Write out the stretch of the Recovery Act report introduction from "Recovery Act Third" through "and early 2009.", word for word.

**PROVIDED PASSAGE**
:::
Recovery Act Third Quarterly Report - Introduction
INTRODUCTION
The American Recovery and Reinvestment Act of 2009 (ARRA) is the boldest countercyclical fiscal expansion in American history. It was enacted at a time when U.S. real gross domestic product (GDP) was contracting at an annual rate of more than 6 percent and employment was falling by more than 750,000 jobs per month. The Act was designed to cushion the fall in demand caused by the financial crisis and the subsequent decline in consumer and business confidence, household wealth, and access to credit. Together with policies to stabilize the financial system, increase liquidity and credit, and stem the tide of foreclosures, the ARRA was part of a comprehensive policy response to the economic turmoil that gripped the United States and the world economy in the fall of 2008 and early 2009.
As part of the unprecedented accountability and transparency provisions included in the Recovery Act, the Council of Economic Advisers (CEA) was charged with providing quarterly reports to Congress on the effects of the Recovery Act on overall economic activity, and on employment in particular. In this third report, we provide an assessment of the effects of the Act through the first quarter of 2010.
As discussed in our previous reports, identifying the impact of policy actions is inherently difficult, and the estimates must be understood to be subject to large margins of error. For this reason, the CEA prepares estimates of the impact of the ARRA from two approaches, and reports estimates from a wide range of private analysts and from the Congressional Budget Office. We also regularly analyze in more detail the impact of specific programs and provisions of the Act in order to more thoroughly understand and evaluate its effects.
Our multifaceted analysis indicates that the Recovery Act has played an essential role in changing the trajectory of the economy. It has raised the level of GDP substantially in its first full year of existence and has saved or created between 2.2 and 2.8 million jobs as of the first quarter of 2010. The tax relief and income support provisions of the ARRA alone account for roughly half of the beneficial employment effects.
The report begins in Section II with a summary of the spending and tax reductions that have occurred under the ARRA to date. As of the end of March 2010, nearly one-half of the original $787 billion included in the Act has been outlayed or has gone to American households and businesses in the form of tax reductions. Importantly, the fiscal stimulus provided by the Act increased substantially in the first quarter of 2010. This was largely due to a surge in tax refunds and reduced final tax liabilities related to the Making Work Pay tax credit. Government investment spending on items such as infrastructure and clean energy totaled $16 billion in 2010:Q1 and is expected to rise through the end of the year.
Section III contains the key analysis of the overall economic impact of the Recovery Act. It shows that economic conditions have changed radically in the 14 months since the Recovery Act was passed. GDP began to grow in the third quarter of 2009, grew 5.6 percent in the fourth quarter of 2009, and appears to have grown solidly in the first quarter of 2010. Payroll employment grew by an average of 54,000 per month in the first quarter of 2010, and the unemployment rate has declined from an average rate of 10 percent in the fourth quarter of 2009 to an average rate of 9.7 percent in the first quarter of 2010. The economy is obviously far from healthy, but it appears to be firmly on the road to recovery.
:::
**RECORDED DATA**
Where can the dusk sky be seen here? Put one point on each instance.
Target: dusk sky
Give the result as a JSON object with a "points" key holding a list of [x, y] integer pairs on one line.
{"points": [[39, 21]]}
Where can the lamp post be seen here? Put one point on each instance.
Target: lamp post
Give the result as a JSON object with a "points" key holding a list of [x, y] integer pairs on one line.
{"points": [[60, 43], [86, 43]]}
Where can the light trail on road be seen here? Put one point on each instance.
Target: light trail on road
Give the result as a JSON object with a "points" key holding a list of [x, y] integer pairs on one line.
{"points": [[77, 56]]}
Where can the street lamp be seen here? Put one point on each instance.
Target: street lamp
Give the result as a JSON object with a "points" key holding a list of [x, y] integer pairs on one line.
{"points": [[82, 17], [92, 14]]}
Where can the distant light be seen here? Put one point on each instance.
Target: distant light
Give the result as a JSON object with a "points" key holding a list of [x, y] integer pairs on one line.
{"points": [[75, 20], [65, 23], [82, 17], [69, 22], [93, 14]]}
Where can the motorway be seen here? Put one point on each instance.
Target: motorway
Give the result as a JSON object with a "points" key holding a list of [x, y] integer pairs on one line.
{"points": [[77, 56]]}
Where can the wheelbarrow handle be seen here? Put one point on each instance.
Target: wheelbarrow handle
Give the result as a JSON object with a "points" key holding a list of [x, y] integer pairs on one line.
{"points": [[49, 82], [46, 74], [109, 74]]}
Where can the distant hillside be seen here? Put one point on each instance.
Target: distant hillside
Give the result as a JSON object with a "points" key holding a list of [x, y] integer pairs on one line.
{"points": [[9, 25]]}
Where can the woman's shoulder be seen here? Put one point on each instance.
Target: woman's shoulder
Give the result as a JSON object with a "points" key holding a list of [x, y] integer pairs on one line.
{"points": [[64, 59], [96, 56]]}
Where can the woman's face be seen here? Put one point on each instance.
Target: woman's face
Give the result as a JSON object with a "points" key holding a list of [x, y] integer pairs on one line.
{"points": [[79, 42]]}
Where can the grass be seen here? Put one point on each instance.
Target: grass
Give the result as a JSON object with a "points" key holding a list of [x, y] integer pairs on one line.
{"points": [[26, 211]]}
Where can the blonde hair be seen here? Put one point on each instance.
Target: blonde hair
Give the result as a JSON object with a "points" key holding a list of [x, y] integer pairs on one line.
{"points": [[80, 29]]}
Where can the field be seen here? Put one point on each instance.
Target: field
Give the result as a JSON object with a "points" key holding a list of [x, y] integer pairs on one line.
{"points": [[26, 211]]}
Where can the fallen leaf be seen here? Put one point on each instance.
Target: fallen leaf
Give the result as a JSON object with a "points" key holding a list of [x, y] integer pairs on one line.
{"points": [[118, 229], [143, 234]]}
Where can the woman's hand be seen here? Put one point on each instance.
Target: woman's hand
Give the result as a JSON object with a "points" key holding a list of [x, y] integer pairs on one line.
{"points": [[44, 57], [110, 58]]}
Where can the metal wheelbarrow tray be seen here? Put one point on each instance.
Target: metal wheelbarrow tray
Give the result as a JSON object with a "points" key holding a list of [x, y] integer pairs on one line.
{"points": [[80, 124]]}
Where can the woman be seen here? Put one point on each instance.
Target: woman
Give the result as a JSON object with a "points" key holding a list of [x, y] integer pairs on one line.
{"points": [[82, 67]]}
:::
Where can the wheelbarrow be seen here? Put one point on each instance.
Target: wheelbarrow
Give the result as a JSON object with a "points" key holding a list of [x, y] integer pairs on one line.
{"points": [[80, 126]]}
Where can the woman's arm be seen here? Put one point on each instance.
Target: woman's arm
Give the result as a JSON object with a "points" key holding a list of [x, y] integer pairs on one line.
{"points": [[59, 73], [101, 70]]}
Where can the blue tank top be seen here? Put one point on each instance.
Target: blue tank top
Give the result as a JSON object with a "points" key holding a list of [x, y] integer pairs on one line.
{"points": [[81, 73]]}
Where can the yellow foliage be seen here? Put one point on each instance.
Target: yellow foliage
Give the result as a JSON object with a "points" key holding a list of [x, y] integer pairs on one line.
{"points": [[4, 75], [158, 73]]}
:::
**ANSWER TO THIS EXERCISE**
Recovery Act Third Quarterly Report - Introduction
INTRODUCTION
The American Recovery and Reinvestment Act of 2009 (ARRA) is the boldest countercyclical fiscal expansion in American history. It was enacted at a time when U.S. real gross domestic product (GDP) was contracting at an annual rate of more than 6 percent and employment was falling by more than 750,000 jobs per month. The Act was designed to cushion the fall in demand caused by the financial crisis and the subsequent decline in consumer and business confidence, household wealth, and access to credit. Together with policies to stabilize the financial system, increase liquidity and credit, and stem the tide of foreclosures, the ARRA was part of a comprehensive policy response to the economic turmoil that gripped the United States and the world economy in the fall of 2008 and early 2009.